━━ TEXTE PROPOSÉ

Rompre avec le libre-échange (voir la contribution ci-dessus de Christophe Ramaux) ? C’est sans aucun doute indispensable si l’on veut limiter la concurrence effrénée que le néolibéralisme a instauré    entre les peuples du monde, et qui tire partout vers le bas la condition salariale. D’autant plus nécessaire qu’on doit viser une réduction drastique des transports, surtout routiers et aériens, qui contribuent pour plus du tiers à l’émission des gaz à effets de serre.

Toute la question est de savoir comment rompre avec le libre-échange. Le «néo-protectionnisme» européen  que Christophe Ramaux appelle de ses vœux signifie le rétablissement de droits de douane aux frontières de l’Union, de façon à rendre moins compétitives les importations en provenance des pays tiers.

L’idée paraît de bon sens: en protégeant les entreprises européennes de la concurrence extérieure, on leur permettra de préserver les emplois. Ce bon sens est malheureusement illusoire. Étant donné les rapports de force sociaux qui  prévalent aujourd’hui, rien ne garantit que les entreprises ainsi protégées de la concurrence choisiront de développer l’emploi. Il y a fort à parier que beaucoup d’entre elles augmenteront leurs prix pour accroître leurs profits: c’est ce qu’ont montré la plupart des épisodes protectionnistes du passé. L’inflation, encore renforcée par le renchérissement des importations, rognera le pouvoir d’achat des salaires. Les capitalistes des secteurs protégés y gagneront certainement ; les salariés et les chômeurs, c’est beaucoup moins sûr.

Le protectionnisme consiste à protéger les capitalistes nationaux de la concurrence étrangère en espérant que cela profitera aussi aux salariés. Conçu indépendamment d’une transformation radicale des rapports de force sociaux, c’est une simple illusion. Face aux délocalisations, aux licenciements et aux fermetures d’entreprises, ce n’est pas le retour à des barrières douanières qu’il faut exiger, mais la conquête de droits démocratiques nouveaux dans la sphère économique.

Droit des salariés à opposer leur veto à des projets d’investissement    nuisibles à leur emploi ou à leur santé. Droit des usagers, des associations et des collectivités locales à refuser des décisions dangereuses pour l’environnement et les populations. Droit des consommateurs à connaître précisément et de façon fiable le contenu social et environnemental des produits et services qu’ils achètent.    Droit de la société civile à exercer son contrôle sur les décisions économiques majeures qui affectent la vie de tous. C’est seulement par une telle transformation des rapports de force, qu’un nouveau partage des richesses deviendra possible, plus favorable à la création d’emplois et à la satisfaction des besoins sociaux et écologiques.

Pour inverser la tendance à la croissance exponentielle des transports, il faut promouvoir la création par l’Union européenne d’une taxe globale sur le kilomètre parcouru par les marchandises. Si on taxe à 0,01%  chaque km parcouru par un bien, cela revient à une surtaxe de 1% pour 100 km, 10% pour 1 000 km et 100%  pour 10 000 km. (Évidemment la taxe pourrait aussi être dégressive, de façon à dissuader les transports intra-communautaires ; elle pourrait aussi être combinée avec une taxe sur les émissions de CO2).

━━━━
━━ LISTE DES ENREGISTREMENTS

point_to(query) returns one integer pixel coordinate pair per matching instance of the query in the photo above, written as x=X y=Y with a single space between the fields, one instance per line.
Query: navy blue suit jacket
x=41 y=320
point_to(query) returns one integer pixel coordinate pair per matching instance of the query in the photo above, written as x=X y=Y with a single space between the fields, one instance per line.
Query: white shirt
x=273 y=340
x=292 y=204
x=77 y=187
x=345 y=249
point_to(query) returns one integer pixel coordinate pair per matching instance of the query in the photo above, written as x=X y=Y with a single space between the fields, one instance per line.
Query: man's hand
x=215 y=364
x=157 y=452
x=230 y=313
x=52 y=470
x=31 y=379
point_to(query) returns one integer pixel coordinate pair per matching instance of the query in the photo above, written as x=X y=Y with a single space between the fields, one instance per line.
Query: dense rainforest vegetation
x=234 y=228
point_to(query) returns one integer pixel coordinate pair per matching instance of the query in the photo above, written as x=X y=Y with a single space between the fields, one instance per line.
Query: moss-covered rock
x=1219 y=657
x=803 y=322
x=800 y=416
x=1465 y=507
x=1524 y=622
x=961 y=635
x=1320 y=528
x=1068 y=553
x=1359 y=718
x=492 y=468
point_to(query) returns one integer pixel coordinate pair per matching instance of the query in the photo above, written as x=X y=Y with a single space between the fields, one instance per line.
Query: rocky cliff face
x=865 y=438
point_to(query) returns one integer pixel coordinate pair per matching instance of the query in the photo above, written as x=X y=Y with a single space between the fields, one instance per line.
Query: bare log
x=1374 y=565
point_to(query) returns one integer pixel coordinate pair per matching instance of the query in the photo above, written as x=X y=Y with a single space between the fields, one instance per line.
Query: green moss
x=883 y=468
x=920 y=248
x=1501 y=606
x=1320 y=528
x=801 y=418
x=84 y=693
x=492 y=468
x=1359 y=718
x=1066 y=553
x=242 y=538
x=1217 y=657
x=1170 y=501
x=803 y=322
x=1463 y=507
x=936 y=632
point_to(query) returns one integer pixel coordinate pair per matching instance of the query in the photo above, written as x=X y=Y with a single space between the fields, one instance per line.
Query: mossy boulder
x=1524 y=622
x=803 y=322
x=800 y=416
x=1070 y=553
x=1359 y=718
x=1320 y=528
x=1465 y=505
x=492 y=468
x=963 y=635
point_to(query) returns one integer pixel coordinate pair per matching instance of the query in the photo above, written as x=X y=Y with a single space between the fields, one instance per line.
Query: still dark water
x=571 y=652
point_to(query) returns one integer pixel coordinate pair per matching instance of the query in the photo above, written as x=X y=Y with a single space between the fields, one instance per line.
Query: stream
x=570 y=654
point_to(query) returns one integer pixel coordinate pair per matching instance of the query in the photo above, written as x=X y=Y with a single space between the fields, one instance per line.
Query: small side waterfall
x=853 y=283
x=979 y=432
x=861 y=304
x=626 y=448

━━━━

■ EXERCICE COURT 1
Recopiez, dans le texte sur le libre-échange, le passage qui s'ouvre sur les mots contenant « Rompre avec le libre-échange (voir » et se referme sur « des pays tiers. ».
■ EXERCICE COURT 2
Traduisez en anglais cette phrase du texte sur le libre-échange : « Le protectionnisme consiste à protéger les capitalistes nationaux de la concurrence étrangère en espérant que cela profitera aussi aux salariés. »
■ EXERCICE COURT 3
Poursuivez le texte sur le libre-échange à la suite de sa dernière phrase.
Ces enregistrements proviennent d'une autre source.

■ RÉSULTAT OBTENU 1
Rompre avec le libre-échange (voir la contribution ci-dessus de Christophe Ramaux) ? C’est sans aucun doute indispensable si l’on veut limiter la concurrence effrénée que le néolibéralisme a instauré    entre les peuples du monde, et qui tire partout vers le bas la condition salariale. D’autant plus nécessaire qu’on doit viser une réduction drastique des transports, surtout routiers et aériens, qui contribuent pour plus du tiers à l’émission des gaz à effets de serre.

Toute la question est de savoir comment rompre avec le libre-échange. Le «néo-protectionnisme» européen  que Christophe Ramaux appelle de ses vœux signifie le rétablissement de droits de douane aux frontières de l’Union, de façon à rendre moins compétitives les importations en provenance des pays tiers.

■ RÉSULTAT OBTENU 2
Protectionism consists of protecting national capitalists from foreign competition in the hope that this will also benefit wage earners.

■ RÉSULTAT OBTENU 3
 Le néo-protectionnisme est par essence unilatéral: l’Union européenne (UE)  – ou la France – imposerait des taxes dissuasives aux marchandises provenant de l’étranger, notamment des pays pauvres. Une telle politique appellerait nécessairement des mesures de rétorsion et une dynamique de conflits commerciaux entre    nations.

Il porte un risque de division mortelle entre les mouvements sociaux par dessus les frontières. Comment expliquer dans un Forum Social Mondial à un syndicaliste indien que nous appelons notre État à empêcher les produits de son travail d’atteindre nos marchés ? À l’inverse, l’exigence des nouveaux droits économiques favorise une offensive concertée des mouvements sociaux contre les transnationales. La taxe sur le kilomètre, elle aussi, est porteuse d’unité: puisqu’elle    s’applique également aux exportations des pays riches, les producteurs du Sud bénéficieraient donc aussi  d’une certaine protection.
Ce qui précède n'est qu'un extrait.